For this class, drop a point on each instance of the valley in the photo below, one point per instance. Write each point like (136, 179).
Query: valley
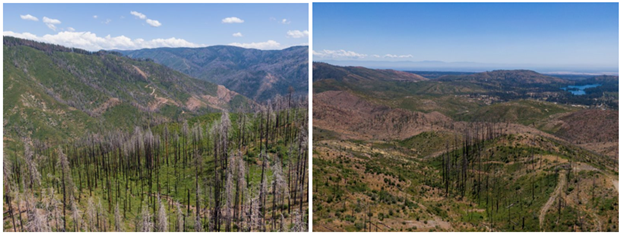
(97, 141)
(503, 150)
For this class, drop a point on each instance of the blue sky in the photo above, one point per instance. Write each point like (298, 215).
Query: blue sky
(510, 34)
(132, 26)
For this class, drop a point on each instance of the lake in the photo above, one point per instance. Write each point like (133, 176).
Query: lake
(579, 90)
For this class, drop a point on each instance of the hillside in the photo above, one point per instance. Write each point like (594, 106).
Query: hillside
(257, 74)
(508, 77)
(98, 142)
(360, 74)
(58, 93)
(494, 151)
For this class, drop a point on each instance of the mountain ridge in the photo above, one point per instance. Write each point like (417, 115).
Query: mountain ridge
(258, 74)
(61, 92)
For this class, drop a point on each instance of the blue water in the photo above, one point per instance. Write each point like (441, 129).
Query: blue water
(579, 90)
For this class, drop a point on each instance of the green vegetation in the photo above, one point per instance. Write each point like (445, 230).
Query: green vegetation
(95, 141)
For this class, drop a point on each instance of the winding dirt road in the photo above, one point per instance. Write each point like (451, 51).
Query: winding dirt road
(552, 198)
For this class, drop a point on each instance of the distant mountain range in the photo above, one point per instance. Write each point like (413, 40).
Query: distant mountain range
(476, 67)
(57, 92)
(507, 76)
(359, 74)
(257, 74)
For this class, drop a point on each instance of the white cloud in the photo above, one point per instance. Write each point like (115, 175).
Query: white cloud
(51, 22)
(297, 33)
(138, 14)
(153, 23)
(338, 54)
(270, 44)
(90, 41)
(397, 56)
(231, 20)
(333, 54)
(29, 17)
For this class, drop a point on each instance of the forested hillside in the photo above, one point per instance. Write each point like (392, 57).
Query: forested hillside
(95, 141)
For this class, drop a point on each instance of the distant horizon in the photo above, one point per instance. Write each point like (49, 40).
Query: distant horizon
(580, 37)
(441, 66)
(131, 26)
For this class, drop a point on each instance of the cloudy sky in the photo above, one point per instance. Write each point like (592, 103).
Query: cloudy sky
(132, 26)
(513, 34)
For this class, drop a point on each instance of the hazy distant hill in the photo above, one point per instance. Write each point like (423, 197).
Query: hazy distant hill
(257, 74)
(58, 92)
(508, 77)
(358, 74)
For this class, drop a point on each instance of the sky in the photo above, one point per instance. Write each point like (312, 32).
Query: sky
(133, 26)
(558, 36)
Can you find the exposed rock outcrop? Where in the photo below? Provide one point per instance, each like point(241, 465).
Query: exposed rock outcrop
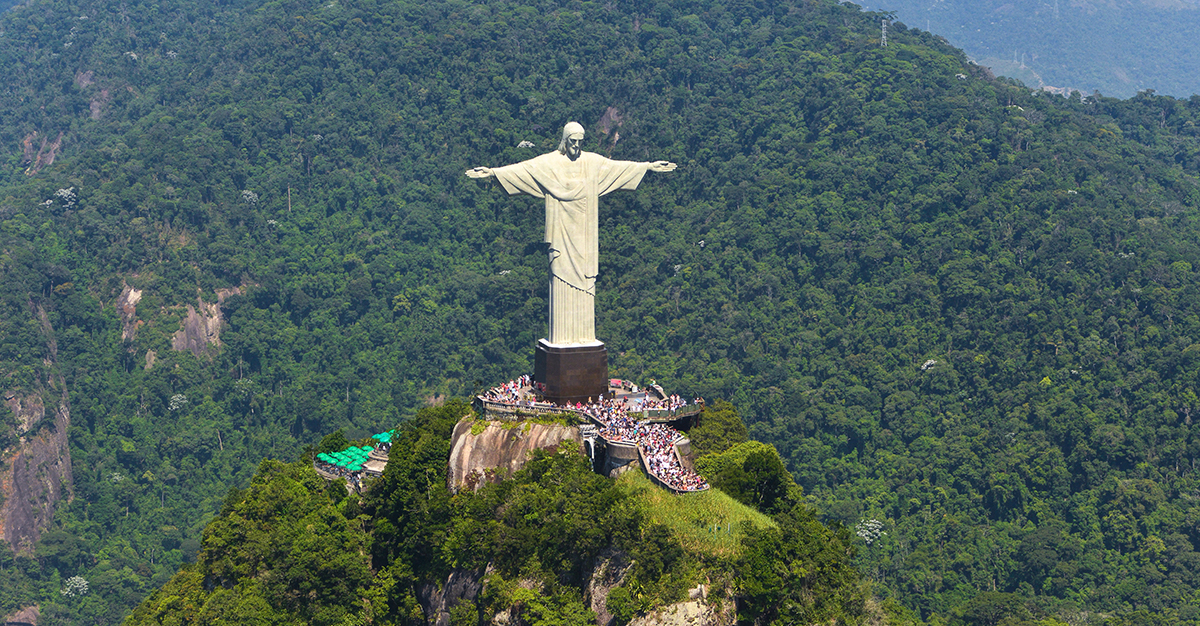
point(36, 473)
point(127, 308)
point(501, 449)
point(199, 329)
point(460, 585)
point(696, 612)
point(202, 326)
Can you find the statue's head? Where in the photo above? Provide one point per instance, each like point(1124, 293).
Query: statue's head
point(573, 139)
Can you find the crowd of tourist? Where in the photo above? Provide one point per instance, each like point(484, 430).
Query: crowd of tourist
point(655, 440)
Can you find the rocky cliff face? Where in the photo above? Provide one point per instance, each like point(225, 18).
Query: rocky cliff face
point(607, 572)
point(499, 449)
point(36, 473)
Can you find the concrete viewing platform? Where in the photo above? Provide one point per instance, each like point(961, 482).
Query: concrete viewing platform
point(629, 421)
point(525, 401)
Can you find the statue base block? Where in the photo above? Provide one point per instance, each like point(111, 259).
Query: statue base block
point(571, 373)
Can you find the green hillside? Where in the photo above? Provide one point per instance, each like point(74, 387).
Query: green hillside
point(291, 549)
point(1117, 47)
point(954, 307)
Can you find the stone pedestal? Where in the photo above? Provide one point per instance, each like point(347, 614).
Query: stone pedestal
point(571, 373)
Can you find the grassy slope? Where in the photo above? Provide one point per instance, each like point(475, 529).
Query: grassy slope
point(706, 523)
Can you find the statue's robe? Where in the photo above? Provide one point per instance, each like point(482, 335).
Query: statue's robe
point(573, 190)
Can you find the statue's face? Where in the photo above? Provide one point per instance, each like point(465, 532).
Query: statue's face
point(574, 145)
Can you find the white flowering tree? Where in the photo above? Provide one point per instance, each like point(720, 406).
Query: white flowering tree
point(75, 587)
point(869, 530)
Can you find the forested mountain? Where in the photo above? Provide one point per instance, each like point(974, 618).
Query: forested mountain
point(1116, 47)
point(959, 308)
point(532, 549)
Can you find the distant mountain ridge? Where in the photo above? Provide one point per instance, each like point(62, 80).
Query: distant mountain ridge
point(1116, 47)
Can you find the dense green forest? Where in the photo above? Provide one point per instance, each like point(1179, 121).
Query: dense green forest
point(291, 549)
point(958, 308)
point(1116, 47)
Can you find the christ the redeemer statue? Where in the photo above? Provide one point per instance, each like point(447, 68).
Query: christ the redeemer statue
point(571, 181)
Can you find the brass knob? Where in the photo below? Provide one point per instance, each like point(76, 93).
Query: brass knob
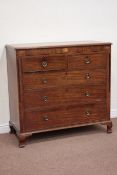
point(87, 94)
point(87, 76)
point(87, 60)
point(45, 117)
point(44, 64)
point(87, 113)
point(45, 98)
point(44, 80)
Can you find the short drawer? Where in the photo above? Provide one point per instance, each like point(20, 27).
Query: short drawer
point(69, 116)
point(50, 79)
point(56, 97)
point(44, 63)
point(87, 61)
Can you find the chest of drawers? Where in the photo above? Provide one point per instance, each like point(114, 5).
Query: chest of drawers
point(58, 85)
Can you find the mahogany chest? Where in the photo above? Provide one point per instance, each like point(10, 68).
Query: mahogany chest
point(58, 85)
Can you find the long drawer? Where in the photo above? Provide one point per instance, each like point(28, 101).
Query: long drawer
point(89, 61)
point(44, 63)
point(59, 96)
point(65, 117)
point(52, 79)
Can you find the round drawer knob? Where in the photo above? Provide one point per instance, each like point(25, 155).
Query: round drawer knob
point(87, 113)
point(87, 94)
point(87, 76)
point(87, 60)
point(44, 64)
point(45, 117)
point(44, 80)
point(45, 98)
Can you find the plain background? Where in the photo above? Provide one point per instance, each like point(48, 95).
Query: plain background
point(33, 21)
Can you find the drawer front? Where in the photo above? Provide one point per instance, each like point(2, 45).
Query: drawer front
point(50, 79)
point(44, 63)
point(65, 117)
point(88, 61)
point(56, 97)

* About this task *
Using the material above, find each line that holds "below" and copy that line.

* The completed task *
For this class, drop a point on each instance of the valley in the photo below, one point per instance. Write each point like (136, 179).
Can you find the exposed rock outcrop? Where in the photo below? Provide one point per instance, each like point(241, 465).
Can you find the brass knob? Where in the photo below? Provide one point per instance, each like point(76, 93).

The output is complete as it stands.